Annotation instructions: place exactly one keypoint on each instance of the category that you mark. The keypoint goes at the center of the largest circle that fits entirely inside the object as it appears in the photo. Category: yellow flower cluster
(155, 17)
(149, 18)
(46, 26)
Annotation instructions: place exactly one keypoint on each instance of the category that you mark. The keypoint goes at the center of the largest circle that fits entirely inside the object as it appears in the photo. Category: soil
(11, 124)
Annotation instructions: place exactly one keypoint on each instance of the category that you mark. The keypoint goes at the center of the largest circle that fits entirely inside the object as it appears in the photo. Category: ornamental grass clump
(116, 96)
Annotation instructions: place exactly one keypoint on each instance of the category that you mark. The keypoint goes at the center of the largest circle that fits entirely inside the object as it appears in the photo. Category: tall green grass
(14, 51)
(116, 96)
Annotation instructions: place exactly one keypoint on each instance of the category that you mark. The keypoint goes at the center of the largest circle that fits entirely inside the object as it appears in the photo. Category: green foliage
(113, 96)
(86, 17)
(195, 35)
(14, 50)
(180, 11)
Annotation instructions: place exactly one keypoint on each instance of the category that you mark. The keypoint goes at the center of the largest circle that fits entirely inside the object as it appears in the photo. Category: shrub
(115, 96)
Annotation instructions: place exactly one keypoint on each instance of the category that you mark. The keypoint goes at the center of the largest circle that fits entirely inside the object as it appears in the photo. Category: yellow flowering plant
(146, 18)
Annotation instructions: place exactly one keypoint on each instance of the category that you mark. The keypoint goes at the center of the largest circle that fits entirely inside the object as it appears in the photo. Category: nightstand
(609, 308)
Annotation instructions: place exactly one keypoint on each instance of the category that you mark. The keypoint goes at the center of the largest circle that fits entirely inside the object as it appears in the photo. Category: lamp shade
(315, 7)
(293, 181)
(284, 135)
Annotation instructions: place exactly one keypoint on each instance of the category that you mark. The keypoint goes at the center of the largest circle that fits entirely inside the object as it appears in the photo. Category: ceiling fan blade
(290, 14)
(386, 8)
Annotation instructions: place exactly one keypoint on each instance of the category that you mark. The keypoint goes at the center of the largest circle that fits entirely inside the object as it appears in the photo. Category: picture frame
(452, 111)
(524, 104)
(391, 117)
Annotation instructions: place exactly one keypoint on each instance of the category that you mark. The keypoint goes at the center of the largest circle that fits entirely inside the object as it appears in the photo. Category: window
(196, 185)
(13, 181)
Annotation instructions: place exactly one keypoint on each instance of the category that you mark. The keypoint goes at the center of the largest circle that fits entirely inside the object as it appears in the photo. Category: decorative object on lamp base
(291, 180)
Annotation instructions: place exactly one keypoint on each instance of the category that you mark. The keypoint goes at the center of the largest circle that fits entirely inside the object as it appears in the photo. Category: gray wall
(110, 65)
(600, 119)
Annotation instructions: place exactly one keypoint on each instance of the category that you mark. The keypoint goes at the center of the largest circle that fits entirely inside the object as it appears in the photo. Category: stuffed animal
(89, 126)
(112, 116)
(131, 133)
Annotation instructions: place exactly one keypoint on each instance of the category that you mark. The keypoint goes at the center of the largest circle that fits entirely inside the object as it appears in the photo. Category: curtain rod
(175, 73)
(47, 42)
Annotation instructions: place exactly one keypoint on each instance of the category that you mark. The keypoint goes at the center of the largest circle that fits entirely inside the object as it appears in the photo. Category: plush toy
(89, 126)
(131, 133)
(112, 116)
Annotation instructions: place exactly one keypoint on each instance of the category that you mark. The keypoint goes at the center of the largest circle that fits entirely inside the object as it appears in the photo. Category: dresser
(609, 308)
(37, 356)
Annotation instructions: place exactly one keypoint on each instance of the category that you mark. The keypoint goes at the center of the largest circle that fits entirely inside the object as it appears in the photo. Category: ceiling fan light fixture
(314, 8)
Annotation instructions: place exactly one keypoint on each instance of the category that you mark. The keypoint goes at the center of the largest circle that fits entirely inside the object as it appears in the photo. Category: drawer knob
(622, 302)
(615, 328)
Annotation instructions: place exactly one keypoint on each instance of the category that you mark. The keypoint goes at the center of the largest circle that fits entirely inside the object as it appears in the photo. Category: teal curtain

^^^^^^^^^^^^^^^^

■ Exercise description:
Once you have read the records above, write them out again exactly.

■ Answer to the problem:
Annotation instructions: place exactly one keypoint on each instance of the category that you mark. The keypoint goes at the center of the largest circle that fits entirely inside the object as it appears in the photo. Category: yellow flower cluster
(155, 17)
(149, 18)
(46, 26)
Annotation instructions: place exactly one keypoint on each instance of the category that you mark. The keypoint goes at the center of the largest circle that fits entirely inside the object as it appears in the photo. Category: soil
(11, 124)
Annotation instructions: place exactly one keypoint on each instance of the category that you mark. The keypoint goes at the center of the largest circle that fits entirely inside the object as it appears in the photo. Category: ornamental grass clump
(116, 96)
Annotation instructions: place exactly one keypoint on each instance of the category that you mark. The keypoint goes at the center of the largest circle that fits entirely inside the object as it appears in the photo. Category: tall green grass
(14, 51)
(116, 96)
Annotation instructions: place exactly one keypoint on each instance of the category that you mark. The keypoint goes at the center of the largest circle that fits entirely inside the object as it appears in the photo. Category: green foliage
(113, 96)
(86, 17)
(195, 35)
(14, 50)
(180, 11)
Annotation instructions: place exactly one keypoint on each instance of the category that you mark. The keypoint goes at the center of the largest circle that fits entirely inside the object as it appears in the photo. Category: shrub
(115, 96)
Annotation instructions: place exactly one keypoint on each instance of the category that you mark. The keypoint goes at the center of the largest circle that fits entirely inside the object as it appears in the photo. Category: yellow flowering plant
(146, 18)
Annotation instructions: place exactly one keypoint on each instance of the category that you mark. The keypoint goes at the center of the largest circle that fits entirely inside the object as it appears in the photo. Category: nightstand
(609, 308)
Annotation instructions: place exactly one keypoint on each instance of the category that you mark. The keypoint goes at the center of the largest circle that fits entirely inside the object as it appears in the photo. Category: lamp shade
(315, 7)
(293, 181)
(284, 135)
Annotation instructions: place exactly one keypoint on each instance of the category that you mark. The keypoint goes at the center of the largest circle that fits entirely inside the object as it appears in the photo. Category: ceiling fan blade
(290, 14)
(386, 8)
Annotation instructions: place exactly one keypoint on each instance of the category that you mark. The keypoint goes at the center of the largest circle that fits entirely inside the object as it appears in the photo. Category: picture frame
(452, 111)
(524, 104)
(391, 117)
Annotation instructions: place exactly one keypoint on each instance of the category that you mark. The keypoint goes at the center of the largest circle that fits entirely inside the object as it appears in the photo. Category: window
(196, 185)
(13, 181)
Annotation instructions: place exactly one keypoint on each instance of the category that you mark. The keypoint goes at the center of the largest circle that fits entirely inside the object as it appears in the photo. Category: decorative object on lamp base
(291, 180)
Annotation instructions: place exactly one keypoint on each instance of the category that you mark. The keypoint goes at the center of the largest circle that fits entirely inside the object as it appears in the photo. Category: gray wall
(110, 65)
(600, 119)
Annotation instructions: place exactly one keypoint on each instance of the category that you mark. The keypoint goes at the center of the largest circle that fits entirely inside the object as it appears in the photo. Category: stuffed animal
(89, 126)
(112, 116)
(131, 133)
Annotation instructions: place exactly one keypoint on each instance of the category that you mark. The keypoint goes at the center of the largest circle that fits entirely inside the object as it appears in the photo. Category: curtain rod
(175, 73)
(47, 42)
Annotation instructions: place exactly one keypoint on each instance of the category that you mark. The keypoint goes at the center of the largest circle that fits entirely inside the object as it appears in the photo. Category: plush toy
(89, 126)
(131, 133)
(112, 116)
Annotation instructions: place exactly one keypoint on each instance of the category that you mark. The keypoint goes at the center of the largest circle that fits entirely inside the object as it appears in the photo. Category: dresser
(609, 308)
(37, 356)
Annotation instructions: place exactly one keypoint on each instance of the category that you mark. The keypoint goes at the center of the largest circle that fits entirely inside the object as it appears in the photo. Category: ceiling fan light fixture
(314, 8)
Annotation instructions: place exactly one keypoint on each instance of the category that you mark. The keypoint goes at the center of the largest circle that fits entirely inside the object as it appears in the photo. Category: drawer knob
(622, 302)
(615, 328)
Annotation instructions: place exactly one keypoint on each instance of the category that you mark. The keypoint goes at the center of the largest circle that fits entirely inside the object as it appears in the photo. Category: teal curtain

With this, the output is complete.